##### RECORDS

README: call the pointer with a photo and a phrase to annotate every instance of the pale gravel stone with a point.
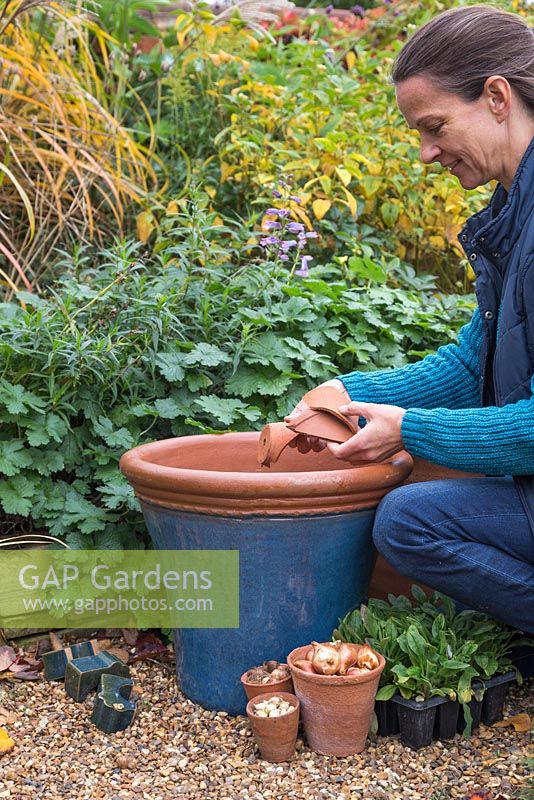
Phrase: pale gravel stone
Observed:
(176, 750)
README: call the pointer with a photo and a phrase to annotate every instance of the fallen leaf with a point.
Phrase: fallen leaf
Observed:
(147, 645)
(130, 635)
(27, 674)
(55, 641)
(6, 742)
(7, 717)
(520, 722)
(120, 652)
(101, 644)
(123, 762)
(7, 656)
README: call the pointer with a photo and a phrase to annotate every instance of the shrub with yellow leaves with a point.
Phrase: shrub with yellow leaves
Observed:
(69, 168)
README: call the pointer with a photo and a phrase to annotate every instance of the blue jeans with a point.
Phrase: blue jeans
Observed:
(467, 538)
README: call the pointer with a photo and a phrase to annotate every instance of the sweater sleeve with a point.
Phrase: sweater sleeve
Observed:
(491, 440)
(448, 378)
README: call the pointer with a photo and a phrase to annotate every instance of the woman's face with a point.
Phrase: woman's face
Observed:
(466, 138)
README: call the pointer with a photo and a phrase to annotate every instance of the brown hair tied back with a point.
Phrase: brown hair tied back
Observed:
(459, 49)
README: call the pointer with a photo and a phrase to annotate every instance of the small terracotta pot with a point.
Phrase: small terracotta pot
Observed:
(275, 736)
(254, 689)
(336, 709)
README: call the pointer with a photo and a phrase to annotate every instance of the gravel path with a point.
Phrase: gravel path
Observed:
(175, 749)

##########
##### RECORDS

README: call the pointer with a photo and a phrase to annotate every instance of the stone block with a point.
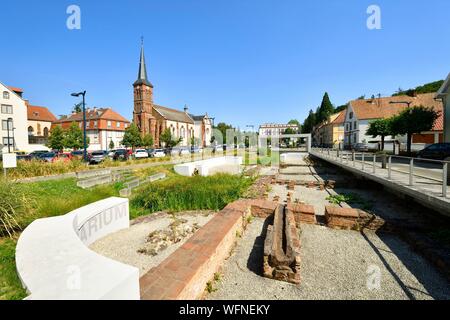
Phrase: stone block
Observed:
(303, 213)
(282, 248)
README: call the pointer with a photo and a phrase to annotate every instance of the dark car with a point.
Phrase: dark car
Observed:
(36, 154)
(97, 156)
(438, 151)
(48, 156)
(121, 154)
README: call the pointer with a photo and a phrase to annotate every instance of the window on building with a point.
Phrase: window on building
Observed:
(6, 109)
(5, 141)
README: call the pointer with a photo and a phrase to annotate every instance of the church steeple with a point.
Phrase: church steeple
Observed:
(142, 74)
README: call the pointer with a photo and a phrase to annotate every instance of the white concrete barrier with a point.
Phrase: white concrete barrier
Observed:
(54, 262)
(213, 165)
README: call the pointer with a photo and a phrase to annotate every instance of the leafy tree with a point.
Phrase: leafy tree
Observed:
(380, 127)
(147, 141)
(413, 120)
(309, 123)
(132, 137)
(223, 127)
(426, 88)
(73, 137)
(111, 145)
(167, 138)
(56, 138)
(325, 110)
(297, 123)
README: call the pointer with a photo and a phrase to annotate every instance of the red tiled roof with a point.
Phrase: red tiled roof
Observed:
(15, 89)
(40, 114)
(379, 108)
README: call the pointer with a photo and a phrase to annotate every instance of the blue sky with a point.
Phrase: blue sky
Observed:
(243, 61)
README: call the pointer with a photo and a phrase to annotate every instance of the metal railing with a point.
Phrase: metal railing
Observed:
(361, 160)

##########
##### RECORDS

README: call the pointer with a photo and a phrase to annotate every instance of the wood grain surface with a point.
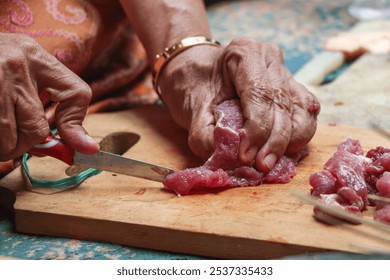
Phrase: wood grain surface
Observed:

##########

▸ **WHAT TO DO**: What lines in the material above include "grain"? Copy every one of them.

▸ **TASK ANSWER**:
README: call the pointer with a photo and a phrase to annotate every instance of the wood grain surface with a point.
Phrase: wood grain surface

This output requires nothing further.